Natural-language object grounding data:

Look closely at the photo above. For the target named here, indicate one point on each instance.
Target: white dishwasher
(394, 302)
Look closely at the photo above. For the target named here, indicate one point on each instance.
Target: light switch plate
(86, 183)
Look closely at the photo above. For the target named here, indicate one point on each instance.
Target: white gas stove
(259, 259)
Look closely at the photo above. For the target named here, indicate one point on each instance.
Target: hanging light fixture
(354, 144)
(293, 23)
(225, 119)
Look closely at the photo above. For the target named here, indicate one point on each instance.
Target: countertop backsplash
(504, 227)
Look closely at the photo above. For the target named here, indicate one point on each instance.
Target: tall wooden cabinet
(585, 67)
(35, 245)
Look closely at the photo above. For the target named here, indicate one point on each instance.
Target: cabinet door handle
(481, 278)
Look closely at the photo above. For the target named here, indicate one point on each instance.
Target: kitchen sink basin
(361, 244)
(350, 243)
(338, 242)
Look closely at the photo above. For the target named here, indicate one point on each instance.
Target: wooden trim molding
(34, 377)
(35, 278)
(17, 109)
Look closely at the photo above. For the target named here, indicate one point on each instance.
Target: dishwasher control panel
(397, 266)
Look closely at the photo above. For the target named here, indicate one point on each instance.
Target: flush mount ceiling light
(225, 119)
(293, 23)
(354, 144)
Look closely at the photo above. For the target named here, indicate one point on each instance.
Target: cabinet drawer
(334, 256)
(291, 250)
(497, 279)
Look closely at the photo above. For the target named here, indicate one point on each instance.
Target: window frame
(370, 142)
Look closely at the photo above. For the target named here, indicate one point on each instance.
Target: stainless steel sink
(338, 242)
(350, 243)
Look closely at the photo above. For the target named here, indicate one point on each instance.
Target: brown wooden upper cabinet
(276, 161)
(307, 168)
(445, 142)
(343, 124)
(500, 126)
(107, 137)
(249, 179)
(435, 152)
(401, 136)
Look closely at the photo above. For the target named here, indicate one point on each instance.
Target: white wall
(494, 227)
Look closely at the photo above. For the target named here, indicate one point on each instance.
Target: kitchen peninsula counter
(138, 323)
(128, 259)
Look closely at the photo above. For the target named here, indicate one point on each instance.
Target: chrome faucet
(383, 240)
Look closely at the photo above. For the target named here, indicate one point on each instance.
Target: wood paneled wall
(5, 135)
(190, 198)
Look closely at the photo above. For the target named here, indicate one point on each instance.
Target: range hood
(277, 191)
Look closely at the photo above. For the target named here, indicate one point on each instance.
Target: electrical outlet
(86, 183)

Your objective: Exactly as they appear, print the lines from the one holding "Target: stainless steel sink" through the final line of the entries, and no others.

The completed task:
Target: stainless steel sink
(338, 242)
(350, 243)
Look closely at the photo above. For the target named here, indicate one point on each instance.
Target: brown wooden upper cabinet
(276, 161)
(307, 168)
(445, 142)
(343, 124)
(500, 126)
(107, 137)
(249, 179)
(435, 152)
(401, 136)
Look closely at the photo above. For the target named here, indicate one point on each instance.
Target: white wall
(494, 227)
Look closely at the photo above. For the target named here, indicate one point on each instance.
Target: kitchen peninsula counter
(138, 323)
(128, 259)
Look closely at the photo above. For the target named here, indicate one point on each instance.
Target: chrome faucet
(383, 240)
Look closely at the photo above. For the target named here, indicate one point on each instance.
Target: wood paneled wall
(5, 135)
(190, 198)
Look closely at the photo above. For the target named here, indicate one point on each instance.
Target: range hood
(277, 191)
Look closely at the photo above. For the target named here, indicate one point on each instance.
Target: electrical outlet
(86, 183)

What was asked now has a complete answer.